:: Provided records ::
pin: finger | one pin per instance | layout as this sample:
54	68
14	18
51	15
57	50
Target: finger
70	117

:: Instructions to follow ::
Write out all of the material again, requests included, adding 128 to every coordinate in the answers.

:: Solved exercise ::
pin: finger | one pin per instance | layout as this sample:
54	68
14	18
51	15
57	50
Target: finger
198	245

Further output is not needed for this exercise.